* **Exercise brief**:
Write out each record exactly as given, but do not include the pictures.

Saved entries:
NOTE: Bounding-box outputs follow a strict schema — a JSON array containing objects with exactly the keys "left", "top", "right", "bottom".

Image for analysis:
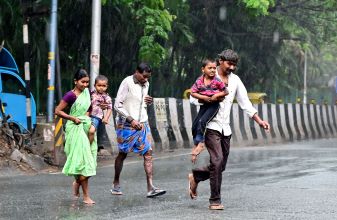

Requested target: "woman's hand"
[
  {"left": 99, "top": 102, "right": 109, "bottom": 110},
  {"left": 72, "top": 117, "right": 81, "bottom": 125}
]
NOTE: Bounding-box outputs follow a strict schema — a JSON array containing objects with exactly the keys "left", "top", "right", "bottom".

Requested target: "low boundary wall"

* **Your solution**:
NOTE: Bounding-box outputs follow a strict schema — a JSON array containing objects with exactly the keys "left", "top", "right", "bottom".

Image for analysis:

Requested target: "woman's hand"
[
  {"left": 99, "top": 102, "right": 109, "bottom": 110},
  {"left": 72, "top": 117, "right": 81, "bottom": 125}
]
NOTE: Bounding-box outputs follow a strict schema — a JSON array containing objects with exactly the keys "left", "top", "right", "bottom".

Requested target: "low boundary wall"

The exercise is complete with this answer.